_Source document:_
══════
A wood-based cooling foam could improve energy efficiency

Spotted: As global temperatures continue to rise, the demand for air conditioning is skyrocketing. In fact, according to a recent study, the use of air conditioners is expected to quadruple by 2050. This increased demand will not only strain the world’s energy resources – it will also contribute to greenhouse gas emissions. In response, engineers in China and Germany have designed a new type of foam made from wood-based cellulose nanocrystals. 

The new foam is lightweight and reflective, meaning it can deflect solar radiation and allow heat to escape. The material is also thermally insulating. In fact, during trials the material reflected 96 per cent of sunlight and emitted over 90 per cent of the infrared radiation absorbed. If widely adopted, this technology could help to reduce the cooling energy needs of buildings by more than a third. As the world looks for ways to mitigate the effects of climate change, this foam has the potential to be a game-changer.
══════
_Problems to solve:_
#1 Reproduce the stretch of the cooling foam article from "Spotted: As global temperatures" through "wood-based cellulose nanocrystals.", word for word.
#2 Summarize the cooling foam article in two sentences.
══════
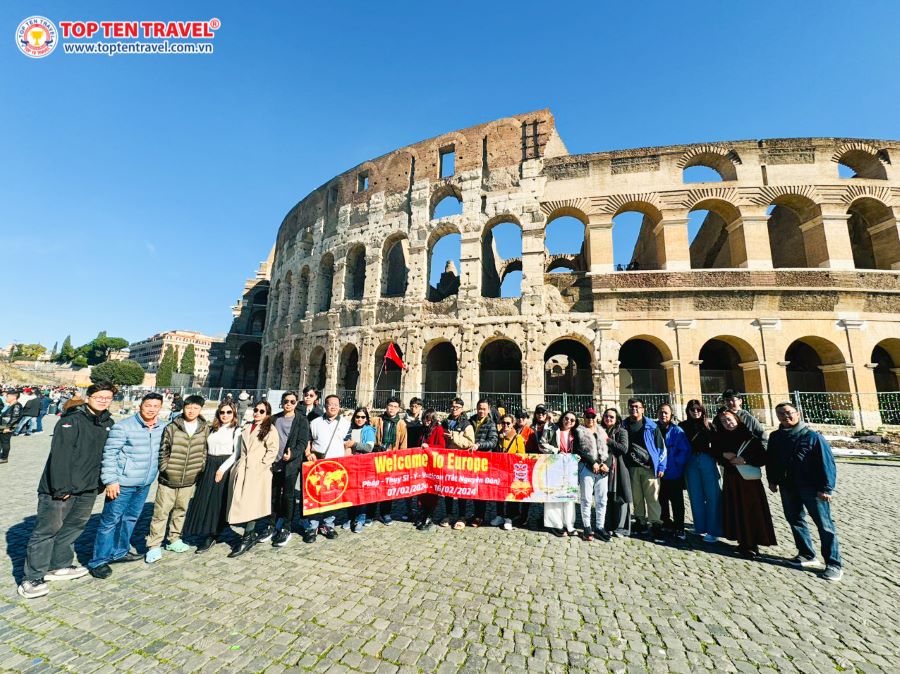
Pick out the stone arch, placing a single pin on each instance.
(492, 262)
(440, 368)
(395, 266)
(325, 285)
(568, 369)
(711, 247)
(500, 369)
(863, 159)
(355, 272)
(874, 237)
(316, 372)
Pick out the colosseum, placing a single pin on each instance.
(788, 284)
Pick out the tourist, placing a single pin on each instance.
(593, 471)
(801, 465)
(251, 478)
(327, 434)
(9, 419)
(459, 433)
(293, 439)
(360, 440)
(432, 438)
(390, 435)
(559, 518)
(67, 492)
(311, 407)
(734, 401)
(704, 481)
(671, 486)
(509, 442)
(206, 516)
(745, 509)
(618, 509)
(181, 459)
(646, 461)
(130, 464)
(486, 439)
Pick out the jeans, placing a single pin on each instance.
(117, 524)
(705, 493)
(593, 493)
(671, 493)
(52, 541)
(795, 500)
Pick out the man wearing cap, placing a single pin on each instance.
(646, 461)
(734, 402)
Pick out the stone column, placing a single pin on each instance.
(599, 244)
(827, 241)
(673, 251)
(748, 240)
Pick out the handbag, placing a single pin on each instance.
(747, 471)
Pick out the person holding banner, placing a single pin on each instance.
(745, 508)
(432, 438)
(327, 435)
(360, 440)
(511, 442)
(560, 517)
(458, 434)
(251, 478)
(593, 471)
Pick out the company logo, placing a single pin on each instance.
(326, 482)
(36, 37)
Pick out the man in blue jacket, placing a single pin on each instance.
══════
_Results:_
#1
Spotted: As global temperatures continue to rise, the demand for air conditioning is skyrocketing. In fact, according to a recent study, the use of air conditioners is expected to quadruple by 2050. This increased demand will not only strain the world’s energy resources – it will also contribute to greenhouse gas emissions. In response, engineers in China and Germany have designed a new type of foam made from wood-based cellulose nanocrystals.

#2 With air conditioner use expected to quadruple by 2050, straining energy resources and adding to greenhouse gas emissions, engineers in China and Germany have designed a lightweight foam made from wood-based cellulose nanocrystals. In trials the reflective, thermally insulating material reflected 96 percent of sunlight and emitted over 90 percent of the infrared radiation it absorbed, and wide adoption could cut the cooling energy needs of buildings by more than a third.